## [Task details]
Take the material below and write it all out again exactly.
╭─ Input
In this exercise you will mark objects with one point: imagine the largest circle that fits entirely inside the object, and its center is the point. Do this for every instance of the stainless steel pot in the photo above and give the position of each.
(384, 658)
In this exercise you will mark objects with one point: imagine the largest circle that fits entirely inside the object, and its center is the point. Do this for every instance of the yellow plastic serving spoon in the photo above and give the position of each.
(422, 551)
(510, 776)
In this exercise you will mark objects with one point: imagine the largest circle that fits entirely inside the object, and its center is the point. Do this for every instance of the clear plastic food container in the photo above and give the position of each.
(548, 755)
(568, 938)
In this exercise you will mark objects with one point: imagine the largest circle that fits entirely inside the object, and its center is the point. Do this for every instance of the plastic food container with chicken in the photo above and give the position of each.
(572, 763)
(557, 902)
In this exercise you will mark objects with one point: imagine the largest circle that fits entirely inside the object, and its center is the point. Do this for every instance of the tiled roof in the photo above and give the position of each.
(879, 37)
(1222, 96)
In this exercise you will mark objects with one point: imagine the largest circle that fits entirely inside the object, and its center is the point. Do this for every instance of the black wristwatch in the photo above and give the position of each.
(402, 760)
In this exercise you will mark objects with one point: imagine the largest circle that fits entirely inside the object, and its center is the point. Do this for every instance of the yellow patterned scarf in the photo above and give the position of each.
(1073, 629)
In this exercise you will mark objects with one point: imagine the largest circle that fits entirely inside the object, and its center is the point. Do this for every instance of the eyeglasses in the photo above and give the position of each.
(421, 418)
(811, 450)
╰─
## [Task solution]
In this exercise you will mark objects with one point: imagine the largest circle that fits entirely inside the object, and its center is the point. Do this for every instance of the stainless steel pot in the photo above and give the position of each.
(384, 658)
In this exercise you will mark objects with one point: imagine the largest circle that fits entirely inside the object, and its center is the point. Do this for every instance of the yellow plastic serving spoon in the photo above and give the position of each.
(422, 551)
(510, 776)
In this exercise you will mark objects with one point: imagine the largest circle that fits entirely inside the object, and its center is the point. Do this for every instance of the clear plastic food container in the photo above and give the position of each.
(548, 755)
(568, 938)
In this exercise you will mark objects with one point: imagine the largest circle that fits entirely inside the object, and its center is the point. Do this for every instance of the plastic food container with chicken in the photo above and give the position of each.
(572, 763)
(557, 902)
In this exercise you will mark objects with one point: imagine the largest circle that fits entirely inside the object, and its center is the point. Do this for every instance of the tiled roof in the photo above and give the position of each.
(879, 37)
(1222, 96)
In this exercise you will mark objects with one point: imagine the largest circle that fits entirely inside the object, and its center is the point. Do this for every instance of the black wristwatch in the photo above and give the position of each.
(402, 760)
In this exercise you will mark objects with one point: imagine the largest circle that fits entirely inside the object, and its center is the point. Do this for every instance of the yellow patterned scarf in the photo above and give the position of each.
(1073, 629)
In this exercise you will mark objects with one point: imagine the largest circle that fits entirely inside the object, and its center is the point. Do this for every instance of the eyeglasses in the photo above and give the position of each.
(421, 418)
(811, 450)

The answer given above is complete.